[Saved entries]
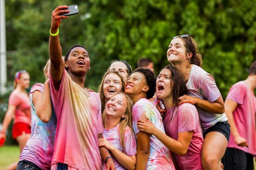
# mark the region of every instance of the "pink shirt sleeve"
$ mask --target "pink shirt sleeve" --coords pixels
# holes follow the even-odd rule
[[[98,109],[97,117],[98,125],[98,134],[100,134],[103,132],[103,123],[102,123],[102,118],[101,114],[101,103],[100,103],[100,97],[98,94],[96,94],[95,96],[97,98],[97,101],[98,103]]]
[[[226,99],[231,100],[237,103],[242,105],[244,103],[244,95],[245,90],[244,87],[235,84],[230,88]]]
[[[20,99],[18,94],[16,91],[12,92],[9,97],[8,104],[10,105],[13,105],[16,107],[20,105],[22,102],[22,100]]]
[[[201,90],[202,95],[210,102],[214,101],[221,95],[214,78],[210,74],[202,81],[201,85]]]
[[[197,111],[190,107],[185,107],[179,110],[177,115],[178,132],[192,130],[196,132],[197,120],[195,115],[197,114]]]
[[[126,154],[129,156],[135,155],[137,152],[137,143],[135,135],[130,127],[126,127],[124,134]]]

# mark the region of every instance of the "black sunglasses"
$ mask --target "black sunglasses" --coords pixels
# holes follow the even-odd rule
[[[172,38],[172,39],[174,39],[174,38],[178,38],[179,37],[181,37],[181,38],[184,38],[184,37],[187,37],[188,36],[189,37],[189,39],[190,40],[190,43],[191,43],[191,44],[192,44],[192,40],[191,40],[191,38],[190,38],[190,35],[189,34],[185,34],[185,35],[182,35],[181,36],[175,36],[175,37],[174,37],[173,38]]]

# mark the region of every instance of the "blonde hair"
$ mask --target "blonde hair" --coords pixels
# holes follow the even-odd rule
[[[49,59],[47,62],[46,62],[46,63],[45,65],[45,66],[44,67],[44,69],[43,69],[43,70],[44,71],[44,77],[45,77],[45,79],[47,80],[49,79],[49,73],[48,73],[48,71],[49,70],[49,68],[50,67],[50,65],[51,63],[51,60]]]
[[[125,128],[127,127],[130,128],[131,131],[132,132],[131,135],[134,135],[134,133],[132,127],[132,110],[133,106],[133,102],[130,97],[125,93],[120,92],[118,94],[124,95],[126,97],[127,100],[127,105],[124,113],[125,117],[124,118],[122,117],[120,119],[119,123],[119,136],[120,137],[120,145],[122,146],[124,153],[125,153],[125,142],[124,141],[124,132]],[[102,122],[103,125],[105,125],[105,119],[106,117],[106,111],[104,110],[102,113]]]
[[[103,77],[102,78],[102,79],[101,81],[101,83],[100,83],[100,85],[99,86],[98,91],[98,93],[100,93],[100,101],[101,101],[101,110],[104,111],[105,109],[105,105],[106,105],[106,101],[105,99],[106,97],[105,97],[105,95],[104,95],[104,91],[103,90],[103,85],[104,85],[104,79],[105,79],[105,78],[109,74],[116,74],[121,79],[121,81],[122,82],[122,90],[121,91],[124,92],[124,79],[123,79],[123,77],[122,77],[122,75],[120,73],[119,71],[110,71],[108,70],[106,72]]]

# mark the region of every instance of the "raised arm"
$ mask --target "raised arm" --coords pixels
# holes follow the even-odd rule
[[[65,10],[67,8],[68,6],[58,6],[52,11],[50,30],[52,34],[58,33],[61,19],[68,18],[67,16],[60,16],[61,14],[69,12],[68,10]],[[51,60],[50,73],[54,87],[58,89],[64,69],[58,34],[56,36],[53,36],[52,34],[50,36],[49,52]]]
[[[0,133],[0,139],[3,138],[5,139],[6,138],[6,130],[8,126],[9,126],[10,123],[12,121],[12,119],[14,117],[16,109],[16,106],[12,105],[8,105],[8,109],[6,113],[5,114],[4,121],[3,122],[2,130],[1,130],[1,132]]]
[[[49,122],[52,116],[49,81],[48,79],[44,83],[43,94],[39,90],[36,90],[33,93],[32,101],[36,108],[36,115],[42,122],[45,123]]]

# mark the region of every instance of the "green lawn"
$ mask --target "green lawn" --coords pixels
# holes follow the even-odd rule
[[[4,146],[0,147],[0,170],[5,170],[10,164],[18,160],[20,151],[17,146]],[[256,163],[254,161],[254,169]]]
[[[18,161],[19,156],[18,146],[4,145],[0,147],[0,170],[5,170],[11,164]]]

### Short task:
Copy the whole listing above word for word but do not carry over the pictures.

### Result for this task:
# mark the region of every instance of the "pink shirt sleeve"
$ mask --target "pink shirt sleeve" --coords pixels
# holes follow the even-odd rule
[[[98,109],[97,117],[98,125],[98,134],[100,134],[103,132],[103,123],[102,123],[102,118],[101,114],[101,103],[100,103],[100,97],[98,94],[96,94],[95,96],[97,98],[97,101],[98,103]]]
[[[226,99],[231,100],[237,103],[242,105],[244,103],[244,95],[245,90],[244,87],[235,84],[230,88]]]
[[[20,99],[18,94],[16,91],[12,92],[9,97],[8,104],[10,105],[13,105],[16,107],[20,105],[22,102],[22,100]]]
[[[201,90],[202,95],[210,102],[214,101],[221,95],[214,78],[210,74],[202,81],[201,85]]]
[[[197,111],[190,107],[185,107],[179,110],[177,115],[178,132],[192,130],[196,132],[197,120],[195,115],[197,114]]]
[[[126,154],[129,156],[135,155],[137,152],[137,143],[135,135],[130,127],[126,127],[124,134]]]

# mark the region of every instance of the "black sunglasses"
$ mask --target "black sunglasses" --coords pixels
# holes follow the even-odd rule
[[[172,38],[172,39],[174,39],[174,38],[178,38],[179,37],[181,37],[181,38],[184,38],[184,37],[187,37],[188,36],[189,37],[189,39],[190,40],[190,43],[191,43],[191,44],[192,44],[192,40],[191,40],[191,38],[190,38],[190,35],[189,34],[185,34],[185,35],[182,35],[181,36],[175,36],[175,37],[174,37],[173,38]]]

# mark the region of every instance of the "blonde hair"
$ mask --target "blonde hair" --coords pixels
# holes follow the even-odd rule
[[[49,59],[47,62],[46,62],[46,63],[45,65],[45,66],[44,67],[44,69],[43,69],[43,70],[44,71],[44,77],[45,77],[45,79],[47,80],[49,79],[49,73],[48,73],[48,71],[49,70],[49,68],[50,67],[50,65],[51,63],[51,60]]]
[[[125,128],[127,127],[130,128],[131,131],[132,132],[131,135],[134,135],[134,133],[132,127],[132,110],[133,106],[133,102],[130,97],[125,93],[120,92],[118,94],[124,95],[126,97],[127,100],[127,105],[124,113],[125,117],[124,118],[122,117],[120,119],[119,123],[119,136],[120,137],[120,145],[122,146],[124,153],[125,153],[125,142],[124,141],[124,132]],[[102,122],[103,125],[105,125],[105,119],[106,117],[106,111],[104,110],[102,113]]]
[[[103,77],[102,78],[102,79],[101,81],[101,83],[100,83],[100,85],[99,86],[98,91],[98,93],[100,93],[100,101],[101,101],[101,110],[104,111],[105,109],[105,105],[106,105],[106,101],[105,99],[106,97],[105,97],[105,95],[104,95],[104,91],[103,90],[103,85],[104,85],[104,79],[105,79],[105,78],[109,74],[116,74],[121,79],[121,81],[122,82],[122,90],[121,91],[124,92],[124,79],[123,79],[123,77],[122,77],[122,75],[120,73],[119,71],[110,71],[108,70],[106,72]]]

# mark the region of every instance of the "raised arm"
$ mask --target "raised arm" --coords pixels
# holes follow the even-odd rule
[[[65,10],[67,8],[68,6],[58,6],[52,11],[50,30],[52,34],[58,33],[61,19],[68,18],[67,16],[60,16],[61,14],[69,12],[68,10]],[[51,60],[50,73],[54,87],[58,89],[64,69],[58,34],[56,36],[53,36],[52,34],[50,36],[49,52]]]
[[[0,133],[0,139],[3,138],[5,139],[6,138],[6,130],[8,126],[9,126],[10,123],[12,121],[12,119],[14,117],[16,109],[16,106],[12,105],[8,105],[8,109],[6,113],[5,114],[4,121],[3,122],[2,130],[1,130],[1,132]]]
[[[49,122],[52,116],[49,81],[48,79],[44,83],[43,94],[39,90],[36,90],[33,93],[32,101],[36,108],[36,115],[42,122],[45,123]]]

# mark the region of every instance of the "green lawn"
$ mask --target "green lawn" --coords pixels
# holes follow the even-odd rule
[[[4,146],[0,147],[0,170],[5,170],[10,164],[18,160],[20,151],[17,146]],[[256,163],[254,161],[254,169]]]
[[[18,161],[19,156],[18,146],[4,145],[0,147],[0,170],[5,170],[11,164]]]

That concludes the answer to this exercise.